◆ Task objective ◆
Using the records below, quote only the span that opens with the line containing "Reviewer note: confirm that every instance of the thumb" and closes with the line containing "Reviewer note: confirm that every instance of the mouth", exactly and inclusively.

Referring expression pointing data:
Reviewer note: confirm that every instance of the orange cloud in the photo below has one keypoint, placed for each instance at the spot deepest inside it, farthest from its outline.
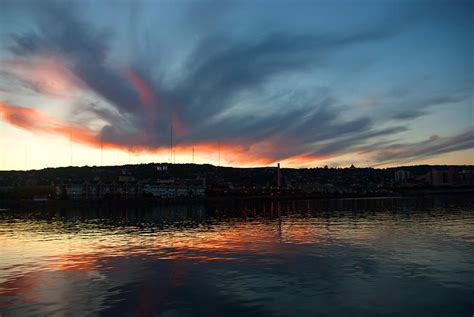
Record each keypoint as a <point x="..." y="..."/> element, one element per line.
<point x="141" y="86"/>
<point x="46" y="75"/>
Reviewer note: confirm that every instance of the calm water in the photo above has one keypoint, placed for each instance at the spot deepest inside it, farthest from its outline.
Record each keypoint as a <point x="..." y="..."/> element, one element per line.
<point x="366" y="257"/>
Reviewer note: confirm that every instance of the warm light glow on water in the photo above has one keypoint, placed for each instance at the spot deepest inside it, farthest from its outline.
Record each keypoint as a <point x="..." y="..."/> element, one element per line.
<point x="341" y="257"/>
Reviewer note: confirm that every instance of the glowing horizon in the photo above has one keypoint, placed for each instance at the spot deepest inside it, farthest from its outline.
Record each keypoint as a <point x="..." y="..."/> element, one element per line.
<point x="285" y="86"/>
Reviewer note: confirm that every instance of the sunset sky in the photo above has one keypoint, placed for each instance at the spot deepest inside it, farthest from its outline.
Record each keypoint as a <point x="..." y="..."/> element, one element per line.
<point x="243" y="83"/>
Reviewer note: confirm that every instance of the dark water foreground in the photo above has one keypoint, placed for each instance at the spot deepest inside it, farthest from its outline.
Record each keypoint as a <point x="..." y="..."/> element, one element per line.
<point x="364" y="257"/>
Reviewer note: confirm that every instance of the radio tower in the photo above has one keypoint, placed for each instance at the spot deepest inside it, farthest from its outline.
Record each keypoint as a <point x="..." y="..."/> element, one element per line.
<point x="101" y="149"/>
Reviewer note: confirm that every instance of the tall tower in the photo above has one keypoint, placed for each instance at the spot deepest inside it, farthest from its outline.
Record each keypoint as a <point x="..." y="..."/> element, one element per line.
<point x="278" y="176"/>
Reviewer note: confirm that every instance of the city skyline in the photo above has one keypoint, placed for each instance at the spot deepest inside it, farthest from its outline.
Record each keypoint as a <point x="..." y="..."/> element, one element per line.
<point x="368" y="83"/>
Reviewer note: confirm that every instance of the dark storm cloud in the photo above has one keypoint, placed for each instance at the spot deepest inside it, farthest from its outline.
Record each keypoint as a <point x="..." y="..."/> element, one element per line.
<point x="433" y="146"/>
<point x="220" y="70"/>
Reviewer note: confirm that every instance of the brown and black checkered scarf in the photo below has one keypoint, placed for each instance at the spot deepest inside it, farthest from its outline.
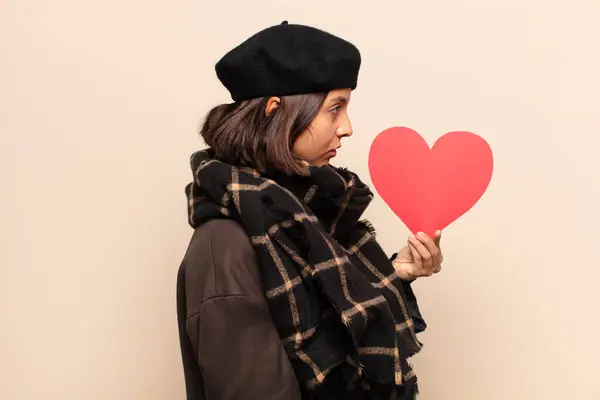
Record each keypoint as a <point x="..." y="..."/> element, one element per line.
<point x="335" y="298"/>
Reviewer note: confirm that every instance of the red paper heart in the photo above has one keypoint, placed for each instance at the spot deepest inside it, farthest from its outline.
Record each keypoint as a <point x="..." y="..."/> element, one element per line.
<point x="428" y="189"/>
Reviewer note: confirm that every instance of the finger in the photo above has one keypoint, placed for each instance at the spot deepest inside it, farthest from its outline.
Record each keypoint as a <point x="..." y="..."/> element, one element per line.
<point x="424" y="254"/>
<point x="427" y="249"/>
<point x="418" y="262"/>
<point x="433" y="247"/>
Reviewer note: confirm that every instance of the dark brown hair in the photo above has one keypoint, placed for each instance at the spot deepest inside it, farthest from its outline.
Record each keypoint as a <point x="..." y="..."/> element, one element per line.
<point x="242" y="134"/>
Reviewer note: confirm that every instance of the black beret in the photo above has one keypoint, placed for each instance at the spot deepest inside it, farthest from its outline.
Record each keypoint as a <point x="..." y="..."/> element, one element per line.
<point x="289" y="59"/>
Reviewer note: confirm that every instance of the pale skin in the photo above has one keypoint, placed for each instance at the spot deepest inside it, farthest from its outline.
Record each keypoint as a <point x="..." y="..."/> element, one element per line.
<point x="422" y="256"/>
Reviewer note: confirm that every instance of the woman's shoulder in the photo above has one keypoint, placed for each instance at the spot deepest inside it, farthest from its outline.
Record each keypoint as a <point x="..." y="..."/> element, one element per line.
<point x="221" y="261"/>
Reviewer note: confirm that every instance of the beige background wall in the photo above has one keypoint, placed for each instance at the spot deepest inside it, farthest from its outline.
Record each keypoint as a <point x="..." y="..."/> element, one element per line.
<point x="99" y="104"/>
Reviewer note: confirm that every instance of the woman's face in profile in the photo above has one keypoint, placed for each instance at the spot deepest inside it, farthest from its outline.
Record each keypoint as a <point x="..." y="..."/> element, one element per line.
<point x="318" y="144"/>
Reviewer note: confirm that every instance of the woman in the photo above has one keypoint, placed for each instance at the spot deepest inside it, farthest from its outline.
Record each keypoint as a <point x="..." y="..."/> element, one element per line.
<point x="284" y="292"/>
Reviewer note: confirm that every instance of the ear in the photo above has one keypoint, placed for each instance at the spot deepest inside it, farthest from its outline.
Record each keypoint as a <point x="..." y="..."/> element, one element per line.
<point x="272" y="104"/>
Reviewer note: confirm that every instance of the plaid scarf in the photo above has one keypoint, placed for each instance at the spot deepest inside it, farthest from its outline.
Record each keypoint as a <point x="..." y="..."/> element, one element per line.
<point x="335" y="298"/>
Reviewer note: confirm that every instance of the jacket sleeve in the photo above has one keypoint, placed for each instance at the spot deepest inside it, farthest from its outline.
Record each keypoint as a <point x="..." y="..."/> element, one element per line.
<point x="236" y="343"/>
<point x="413" y="306"/>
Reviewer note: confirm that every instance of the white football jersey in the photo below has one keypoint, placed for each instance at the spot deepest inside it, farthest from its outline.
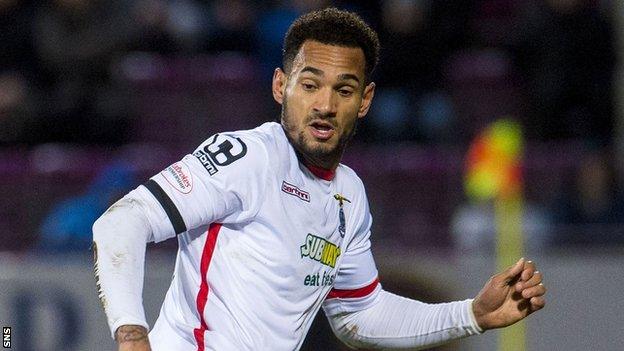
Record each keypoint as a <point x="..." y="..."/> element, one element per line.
<point x="264" y="242"/>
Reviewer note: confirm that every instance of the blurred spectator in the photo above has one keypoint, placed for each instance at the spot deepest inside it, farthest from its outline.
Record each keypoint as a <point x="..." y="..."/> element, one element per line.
<point x="474" y="230"/>
<point x="151" y="18"/>
<point x="232" y="27"/>
<point x="566" y="50"/>
<point x="409" y="103"/>
<point x="16" y="37"/>
<point x="588" y="209"/>
<point x="76" y="40"/>
<point x="18" y="124"/>
<point x="67" y="227"/>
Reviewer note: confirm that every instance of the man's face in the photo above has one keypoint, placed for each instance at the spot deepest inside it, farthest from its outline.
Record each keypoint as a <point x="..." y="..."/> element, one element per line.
<point x="322" y="97"/>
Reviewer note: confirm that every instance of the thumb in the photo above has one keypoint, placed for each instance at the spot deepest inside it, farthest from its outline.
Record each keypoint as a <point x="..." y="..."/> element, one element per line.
<point x="514" y="270"/>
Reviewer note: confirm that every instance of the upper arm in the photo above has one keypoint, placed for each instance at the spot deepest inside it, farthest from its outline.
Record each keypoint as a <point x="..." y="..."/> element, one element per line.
<point x="222" y="181"/>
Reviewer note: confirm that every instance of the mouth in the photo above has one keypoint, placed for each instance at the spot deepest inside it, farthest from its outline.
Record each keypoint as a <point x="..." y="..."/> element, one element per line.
<point x="321" y="130"/>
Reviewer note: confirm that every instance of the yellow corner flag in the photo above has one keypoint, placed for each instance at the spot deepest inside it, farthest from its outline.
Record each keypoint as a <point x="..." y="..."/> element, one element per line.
<point x="493" y="173"/>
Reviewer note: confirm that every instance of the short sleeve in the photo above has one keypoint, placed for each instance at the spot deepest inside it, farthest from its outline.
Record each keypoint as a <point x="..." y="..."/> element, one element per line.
<point x="221" y="181"/>
<point x="357" y="284"/>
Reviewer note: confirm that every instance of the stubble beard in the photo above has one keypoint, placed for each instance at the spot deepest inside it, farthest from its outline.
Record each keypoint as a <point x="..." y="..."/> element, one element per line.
<point x="317" y="153"/>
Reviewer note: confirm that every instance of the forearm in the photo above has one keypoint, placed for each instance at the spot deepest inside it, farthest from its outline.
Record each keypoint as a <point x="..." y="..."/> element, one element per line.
<point x="395" y="322"/>
<point x="119" y="242"/>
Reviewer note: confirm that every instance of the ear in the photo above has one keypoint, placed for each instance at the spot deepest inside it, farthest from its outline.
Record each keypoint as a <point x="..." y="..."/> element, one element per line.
<point x="278" y="85"/>
<point x="367" y="98"/>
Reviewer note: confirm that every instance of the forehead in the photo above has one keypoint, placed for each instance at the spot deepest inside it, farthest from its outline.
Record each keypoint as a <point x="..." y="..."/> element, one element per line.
<point x="329" y="58"/>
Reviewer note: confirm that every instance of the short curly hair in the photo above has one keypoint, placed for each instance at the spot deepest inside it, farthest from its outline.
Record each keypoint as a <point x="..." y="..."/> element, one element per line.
<point x="335" y="27"/>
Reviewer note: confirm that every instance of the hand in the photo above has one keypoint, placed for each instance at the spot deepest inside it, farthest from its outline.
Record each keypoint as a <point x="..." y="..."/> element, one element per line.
<point x="509" y="296"/>
<point x="132" y="338"/>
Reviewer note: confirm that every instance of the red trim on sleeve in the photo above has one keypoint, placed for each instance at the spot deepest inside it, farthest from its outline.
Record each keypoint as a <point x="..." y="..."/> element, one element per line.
<point x="353" y="293"/>
<point x="202" y="295"/>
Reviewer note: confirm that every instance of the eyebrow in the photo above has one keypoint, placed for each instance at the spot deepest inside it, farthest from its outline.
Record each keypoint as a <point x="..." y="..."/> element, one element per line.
<point x="318" y="72"/>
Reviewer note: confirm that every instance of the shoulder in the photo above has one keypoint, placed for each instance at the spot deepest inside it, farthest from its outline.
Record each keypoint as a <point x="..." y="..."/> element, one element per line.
<point x="350" y="180"/>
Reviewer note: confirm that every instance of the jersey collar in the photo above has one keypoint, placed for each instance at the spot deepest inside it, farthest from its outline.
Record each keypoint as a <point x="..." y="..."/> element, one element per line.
<point x="325" y="174"/>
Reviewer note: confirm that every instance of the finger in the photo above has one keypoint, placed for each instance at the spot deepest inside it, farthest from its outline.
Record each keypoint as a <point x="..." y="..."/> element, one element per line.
<point x="537" y="303"/>
<point x="528" y="271"/>
<point x="538" y="290"/>
<point x="510" y="273"/>
<point x="536" y="279"/>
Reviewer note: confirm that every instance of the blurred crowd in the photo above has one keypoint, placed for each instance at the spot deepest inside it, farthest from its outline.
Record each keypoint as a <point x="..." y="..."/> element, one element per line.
<point x="447" y="69"/>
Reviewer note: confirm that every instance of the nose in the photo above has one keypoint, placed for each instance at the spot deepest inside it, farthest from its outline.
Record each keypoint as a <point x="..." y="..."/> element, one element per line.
<point x="325" y="103"/>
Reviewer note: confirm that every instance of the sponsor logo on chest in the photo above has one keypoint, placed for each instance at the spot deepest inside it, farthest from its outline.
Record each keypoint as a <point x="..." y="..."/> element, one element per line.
<point x="295" y="191"/>
<point x="320" y="250"/>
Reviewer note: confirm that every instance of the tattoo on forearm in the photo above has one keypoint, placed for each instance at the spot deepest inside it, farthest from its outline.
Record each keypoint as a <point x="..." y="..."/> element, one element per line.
<point x="131" y="333"/>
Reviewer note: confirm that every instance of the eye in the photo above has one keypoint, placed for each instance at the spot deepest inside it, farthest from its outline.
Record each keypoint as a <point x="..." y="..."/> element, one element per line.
<point x="308" y="86"/>
<point x="345" y="92"/>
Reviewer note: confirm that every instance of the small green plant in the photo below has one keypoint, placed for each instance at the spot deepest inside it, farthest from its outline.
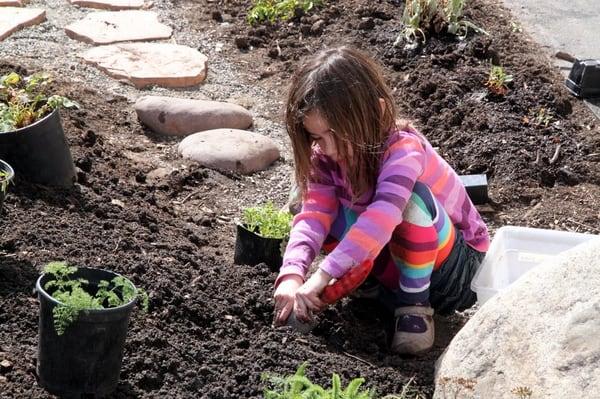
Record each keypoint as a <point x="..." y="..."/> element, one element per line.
<point x="273" y="10"/>
<point x="498" y="80"/>
<point x="267" y="221"/>
<point x="23" y="100"/>
<point x="423" y="16"/>
<point x="298" y="386"/>
<point x="73" y="297"/>
<point x="4" y="181"/>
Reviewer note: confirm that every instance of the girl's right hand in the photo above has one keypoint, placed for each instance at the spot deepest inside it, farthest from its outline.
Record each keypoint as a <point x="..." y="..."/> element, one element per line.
<point x="285" y="295"/>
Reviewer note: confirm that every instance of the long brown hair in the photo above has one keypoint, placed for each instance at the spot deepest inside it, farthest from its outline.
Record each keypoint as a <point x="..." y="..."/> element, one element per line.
<point x="345" y="86"/>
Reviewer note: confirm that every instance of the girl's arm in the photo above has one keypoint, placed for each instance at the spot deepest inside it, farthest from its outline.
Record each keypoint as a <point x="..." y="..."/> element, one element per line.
<point x="403" y="164"/>
<point x="309" y="229"/>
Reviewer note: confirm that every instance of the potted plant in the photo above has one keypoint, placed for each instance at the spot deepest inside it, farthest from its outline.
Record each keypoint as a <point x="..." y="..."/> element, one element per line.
<point x="262" y="236"/>
<point x="31" y="135"/>
<point x="6" y="175"/>
<point x="84" y="314"/>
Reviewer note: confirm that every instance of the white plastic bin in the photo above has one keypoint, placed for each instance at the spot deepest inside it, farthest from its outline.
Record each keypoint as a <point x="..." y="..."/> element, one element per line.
<point x="516" y="250"/>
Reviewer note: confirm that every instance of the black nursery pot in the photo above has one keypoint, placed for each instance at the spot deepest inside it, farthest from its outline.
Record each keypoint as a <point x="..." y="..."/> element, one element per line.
<point x="6" y="168"/>
<point x="252" y="249"/>
<point x="39" y="152"/>
<point x="86" y="359"/>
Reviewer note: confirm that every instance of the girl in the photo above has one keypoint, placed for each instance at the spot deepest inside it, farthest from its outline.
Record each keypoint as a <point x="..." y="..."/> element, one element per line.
<point x="373" y="189"/>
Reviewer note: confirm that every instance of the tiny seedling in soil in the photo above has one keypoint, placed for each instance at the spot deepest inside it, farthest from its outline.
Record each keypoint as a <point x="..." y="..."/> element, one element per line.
<point x="498" y="80"/>
<point x="74" y="298"/>
<point x="23" y="100"/>
<point x="267" y="221"/>
<point x="424" y="16"/>
<point x="298" y="386"/>
<point x="4" y="181"/>
<point x="271" y="11"/>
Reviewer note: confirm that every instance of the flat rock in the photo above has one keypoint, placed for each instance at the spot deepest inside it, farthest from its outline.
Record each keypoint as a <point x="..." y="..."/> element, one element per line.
<point x="106" y="27"/>
<point x="230" y="150"/>
<point x="145" y="64"/>
<point x="15" y="18"/>
<point x="538" y="339"/>
<point x="113" y="5"/>
<point x="180" y="117"/>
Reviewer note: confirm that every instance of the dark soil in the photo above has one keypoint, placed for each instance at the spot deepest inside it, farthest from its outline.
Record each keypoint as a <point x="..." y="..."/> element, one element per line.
<point x="208" y="333"/>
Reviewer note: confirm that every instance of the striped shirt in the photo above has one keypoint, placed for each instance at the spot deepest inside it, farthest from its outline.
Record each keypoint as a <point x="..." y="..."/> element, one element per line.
<point x="408" y="158"/>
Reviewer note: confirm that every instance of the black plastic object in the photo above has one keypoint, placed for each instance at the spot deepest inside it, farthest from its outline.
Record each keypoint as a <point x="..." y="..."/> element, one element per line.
<point x="39" y="152"/>
<point x="252" y="249"/>
<point x="584" y="79"/>
<point x="5" y="181"/>
<point x="476" y="186"/>
<point x="86" y="359"/>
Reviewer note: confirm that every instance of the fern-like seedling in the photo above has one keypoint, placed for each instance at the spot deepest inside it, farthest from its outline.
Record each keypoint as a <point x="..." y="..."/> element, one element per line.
<point x="73" y="298"/>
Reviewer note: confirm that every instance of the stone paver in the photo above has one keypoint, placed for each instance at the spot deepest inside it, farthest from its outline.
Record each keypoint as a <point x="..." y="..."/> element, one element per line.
<point x="106" y="27"/>
<point x="14" y="18"/>
<point x="180" y="117"/>
<point x="230" y="149"/>
<point x="145" y="64"/>
<point x="113" y="5"/>
<point x="541" y="333"/>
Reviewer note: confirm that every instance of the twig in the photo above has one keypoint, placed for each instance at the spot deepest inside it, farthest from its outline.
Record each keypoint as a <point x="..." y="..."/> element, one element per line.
<point x="359" y="359"/>
<point x="584" y="225"/>
<point x="190" y="195"/>
<point x="555" y="156"/>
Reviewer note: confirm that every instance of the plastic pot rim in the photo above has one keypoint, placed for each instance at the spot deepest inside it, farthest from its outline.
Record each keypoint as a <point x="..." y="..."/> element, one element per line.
<point x="42" y="291"/>
<point x="245" y="227"/>
<point x="5" y="166"/>
<point x="39" y="121"/>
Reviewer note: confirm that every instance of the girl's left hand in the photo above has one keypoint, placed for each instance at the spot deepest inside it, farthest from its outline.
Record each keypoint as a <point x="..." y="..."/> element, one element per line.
<point x="307" y="296"/>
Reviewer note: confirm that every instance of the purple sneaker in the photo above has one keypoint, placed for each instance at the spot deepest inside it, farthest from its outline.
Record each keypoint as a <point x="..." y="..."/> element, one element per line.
<point x="414" y="330"/>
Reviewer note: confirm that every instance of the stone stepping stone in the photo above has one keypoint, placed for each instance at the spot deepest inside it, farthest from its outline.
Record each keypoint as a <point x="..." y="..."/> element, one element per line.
<point x="11" y="3"/>
<point x="113" y="5"/>
<point x="145" y="64"/>
<point x="230" y="150"/>
<point x="106" y="27"/>
<point x="180" y="117"/>
<point x="14" y="18"/>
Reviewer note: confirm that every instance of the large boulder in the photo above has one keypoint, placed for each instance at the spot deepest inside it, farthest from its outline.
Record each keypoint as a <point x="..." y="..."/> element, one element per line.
<point x="143" y="64"/>
<point x="540" y="338"/>
<point x="230" y="150"/>
<point x="180" y="117"/>
<point x="106" y="27"/>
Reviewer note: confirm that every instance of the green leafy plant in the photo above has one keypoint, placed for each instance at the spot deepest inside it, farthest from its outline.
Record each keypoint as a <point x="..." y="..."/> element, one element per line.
<point x="267" y="221"/>
<point x="23" y="100"/>
<point x="298" y="386"/>
<point x="423" y="16"/>
<point x="273" y="10"/>
<point x="498" y="80"/>
<point x="73" y="297"/>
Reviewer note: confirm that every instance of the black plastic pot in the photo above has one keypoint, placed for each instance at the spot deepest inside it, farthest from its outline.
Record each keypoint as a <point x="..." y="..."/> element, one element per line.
<point x="5" y="181"/>
<point x="39" y="152"/>
<point x="252" y="249"/>
<point x="86" y="359"/>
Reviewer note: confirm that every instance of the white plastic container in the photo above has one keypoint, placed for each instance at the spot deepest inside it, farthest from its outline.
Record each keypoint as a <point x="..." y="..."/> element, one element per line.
<point x="516" y="250"/>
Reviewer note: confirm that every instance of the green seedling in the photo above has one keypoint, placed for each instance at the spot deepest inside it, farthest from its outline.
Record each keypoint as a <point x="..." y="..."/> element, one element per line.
<point x="267" y="221"/>
<point x="4" y="181"/>
<point x="498" y="80"/>
<point x="23" y="100"/>
<point x="270" y="11"/>
<point x="73" y="297"/>
<point x="298" y="386"/>
<point x="422" y="16"/>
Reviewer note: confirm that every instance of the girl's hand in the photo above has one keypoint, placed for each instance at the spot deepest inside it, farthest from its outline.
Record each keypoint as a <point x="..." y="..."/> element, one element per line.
<point x="307" y="296"/>
<point x="285" y="295"/>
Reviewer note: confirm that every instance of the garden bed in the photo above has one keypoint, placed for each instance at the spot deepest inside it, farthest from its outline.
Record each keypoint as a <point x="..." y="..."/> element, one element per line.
<point x="208" y="333"/>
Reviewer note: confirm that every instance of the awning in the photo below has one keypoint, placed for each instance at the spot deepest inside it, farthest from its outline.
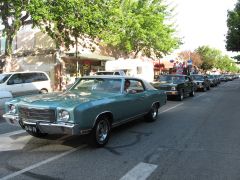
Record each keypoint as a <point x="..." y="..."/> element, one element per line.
<point x="91" y="57"/>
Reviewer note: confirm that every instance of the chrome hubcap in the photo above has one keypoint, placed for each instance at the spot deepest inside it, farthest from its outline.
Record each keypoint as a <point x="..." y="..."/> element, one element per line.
<point x="154" y="112"/>
<point x="102" y="131"/>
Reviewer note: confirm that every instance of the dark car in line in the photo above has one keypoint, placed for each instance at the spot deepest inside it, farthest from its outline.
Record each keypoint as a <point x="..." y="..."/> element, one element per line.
<point x="201" y="81"/>
<point x="213" y="80"/>
<point x="176" y="85"/>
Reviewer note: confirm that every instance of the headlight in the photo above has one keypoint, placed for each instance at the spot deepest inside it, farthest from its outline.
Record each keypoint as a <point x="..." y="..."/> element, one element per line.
<point x="63" y="115"/>
<point x="12" y="108"/>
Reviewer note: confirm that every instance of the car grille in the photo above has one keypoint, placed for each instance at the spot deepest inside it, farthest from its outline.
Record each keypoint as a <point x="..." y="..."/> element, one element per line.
<point x="37" y="114"/>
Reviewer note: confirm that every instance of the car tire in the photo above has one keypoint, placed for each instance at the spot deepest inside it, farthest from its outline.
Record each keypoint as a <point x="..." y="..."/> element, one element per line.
<point x="101" y="132"/>
<point x="43" y="91"/>
<point x="180" y="96"/>
<point x="152" y="114"/>
<point x="192" y="93"/>
<point x="204" y="89"/>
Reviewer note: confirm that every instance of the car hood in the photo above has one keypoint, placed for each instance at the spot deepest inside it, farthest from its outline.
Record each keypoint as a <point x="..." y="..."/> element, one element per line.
<point x="198" y="81"/>
<point x="166" y="84"/>
<point x="65" y="99"/>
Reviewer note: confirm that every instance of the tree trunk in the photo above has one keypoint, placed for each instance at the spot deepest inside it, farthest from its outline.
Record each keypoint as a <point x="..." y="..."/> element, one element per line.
<point x="8" y="53"/>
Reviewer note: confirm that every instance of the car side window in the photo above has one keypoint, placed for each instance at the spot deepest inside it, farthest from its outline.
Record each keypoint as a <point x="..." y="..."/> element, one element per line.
<point x="28" y="77"/>
<point x="135" y="86"/>
<point x="15" y="79"/>
<point x="40" y="77"/>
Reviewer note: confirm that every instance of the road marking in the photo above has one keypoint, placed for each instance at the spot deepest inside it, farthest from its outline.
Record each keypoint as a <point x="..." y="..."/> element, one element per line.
<point x="12" y="133"/>
<point x="140" y="172"/>
<point x="199" y="96"/>
<point x="171" y="108"/>
<point x="9" y="143"/>
<point x="41" y="163"/>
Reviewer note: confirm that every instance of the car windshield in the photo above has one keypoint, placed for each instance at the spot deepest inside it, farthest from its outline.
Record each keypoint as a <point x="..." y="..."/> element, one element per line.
<point x="172" y="79"/>
<point x="104" y="73"/>
<point x="211" y="77"/>
<point x="4" y="77"/>
<point x="97" y="85"/>
<point x="198" y="78"/>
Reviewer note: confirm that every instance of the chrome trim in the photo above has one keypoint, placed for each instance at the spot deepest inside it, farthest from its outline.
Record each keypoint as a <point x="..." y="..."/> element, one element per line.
<point x="11" y="119"/>
<point x="172" y="92"/>
<point x="47" y="127"/>
<point x="100" y="115"/>
<point x="128" y="119"/>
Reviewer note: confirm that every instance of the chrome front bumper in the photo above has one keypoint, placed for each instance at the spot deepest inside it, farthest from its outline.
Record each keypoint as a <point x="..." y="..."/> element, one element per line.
<point x="172" y="93"/>
<point x="47" y="127"/>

◆ Exercise solution ◆
Reviewer note: confirm that every instance of the thumb in the photo above has one keypoint, placed for each instance at the spot deepest inside it, farthest from its outline.
Record each keypoint as a <point x="..." y="..."/> element, one element per line.
<point x="514" y="270"/>
Reviewer note: confirm that every instance of the upper arm in the photo above has one keypoint, placed for each instance at the spot deepest inside it, farthest from its outline.
Record each keypoint as a <point x="..." y="..."/> element, one element per line.
<point x="222" y="181"/>
Reviewer note: confirm that every instance of the mouth in the photo above has one keypoint, placed for each instance at the spot deepest inside it, farthest from its outline.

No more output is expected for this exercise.